● Instructions for the task
Lines from the one containing "Query: balustrade handrail" through the last line of the material below: print these exactly, and only these.

● Input records
▽

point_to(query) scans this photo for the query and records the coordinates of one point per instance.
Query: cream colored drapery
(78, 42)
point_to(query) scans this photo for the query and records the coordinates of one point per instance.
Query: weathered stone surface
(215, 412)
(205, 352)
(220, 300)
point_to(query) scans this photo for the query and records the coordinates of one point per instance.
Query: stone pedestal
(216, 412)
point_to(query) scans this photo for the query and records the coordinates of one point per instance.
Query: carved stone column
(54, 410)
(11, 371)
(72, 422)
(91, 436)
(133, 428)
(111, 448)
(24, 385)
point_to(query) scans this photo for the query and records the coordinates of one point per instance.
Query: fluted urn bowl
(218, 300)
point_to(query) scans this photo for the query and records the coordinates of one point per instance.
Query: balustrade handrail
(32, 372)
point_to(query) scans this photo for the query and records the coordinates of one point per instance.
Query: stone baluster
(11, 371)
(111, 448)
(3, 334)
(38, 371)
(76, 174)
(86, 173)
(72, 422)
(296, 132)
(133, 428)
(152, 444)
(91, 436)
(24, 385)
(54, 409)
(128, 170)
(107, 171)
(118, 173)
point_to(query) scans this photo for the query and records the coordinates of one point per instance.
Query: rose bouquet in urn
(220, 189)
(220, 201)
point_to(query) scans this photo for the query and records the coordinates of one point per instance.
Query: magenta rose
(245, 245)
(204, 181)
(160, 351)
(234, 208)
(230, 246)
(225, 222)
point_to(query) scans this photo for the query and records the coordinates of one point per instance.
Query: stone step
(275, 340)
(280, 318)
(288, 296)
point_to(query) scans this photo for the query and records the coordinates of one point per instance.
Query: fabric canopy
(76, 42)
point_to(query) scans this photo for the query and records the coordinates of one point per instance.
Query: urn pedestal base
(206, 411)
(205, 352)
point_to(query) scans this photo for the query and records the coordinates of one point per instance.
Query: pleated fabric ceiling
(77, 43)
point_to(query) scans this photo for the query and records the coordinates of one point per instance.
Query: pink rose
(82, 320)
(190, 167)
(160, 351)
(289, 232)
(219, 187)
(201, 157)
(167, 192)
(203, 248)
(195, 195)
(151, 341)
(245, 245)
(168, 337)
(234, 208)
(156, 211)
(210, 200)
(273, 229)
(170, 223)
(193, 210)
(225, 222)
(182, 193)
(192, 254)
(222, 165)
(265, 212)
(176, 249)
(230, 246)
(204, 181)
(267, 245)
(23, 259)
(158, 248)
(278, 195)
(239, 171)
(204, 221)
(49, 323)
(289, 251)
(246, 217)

△

● Answer section
Query: balustrade handrail
(32, 372)
point_to(query) scans this photo for the query and records the coordinates of one point per instance.
Query: stone baluster
(11, 371)
(111, 448)
(3, 334)
(38, 371)
(76, 174)
(86, 173)
(72, 422)
(296, 132)
(133, 428)
(152, 444)
(91, 436)
(24, 385)
(54, 409)
(128, 170)
(107, 171)
(118, 173)
point_to(query) scans this photo for the query and records the coordinates of one point per instance.
Query: rose bouquet in urn
(220, 189)
(220, 201)
point_to(query) scans this photo for the query and records the coordinates of one point per instance.
Query: magenta rose
(245, 245)
(204, 181)
(160, 351)
(234, 208)
(230, 246)
(225, 222)
point_to(query) scans this photo for the query and records the coordinates of one point per instance.
Query: stone step
(275, 340)
(280, 318)
(288, 296)
point_to(query) scans this photo for the query and records the coordinates of one point per instance.
Query: fabric canopy
(76, 42)
point_to(query) scans this photo for the query and records the coordinates of one point per instance.
Query: urn pedestal base
(206, 411)
(205, 352)
point_to(query) scans this photo for the query and records the coordinates of one point per instance.
Query: pleated fabric ceiling
(77, 43)
point_to(query) scans this photo for the query and records the coordinates of one point per instance.
Query: pink rose
(82, 320)
(190, 167)
(160, 351)
(289, 232)
(219, 187)
(201, 157)
(167, 192)
(203, 248)
(195, 195)
(151, 341)
(245, 245)
(168, 337)
(234, 208)
(156, 211)
(210, 200)
(273, 229)
(170, 223)
(193, 210)
(225, 222)
(182, 193)
(192, 254)
(222, 165)
(265, 212)
(176, 249)
(230, 246)
(204, 181)
(267, 245)
(23, 259)
(158, 248)
(278, 195)
(239, 171)
(204, 221)
(49, 323)
(289, 251)
(246, 217)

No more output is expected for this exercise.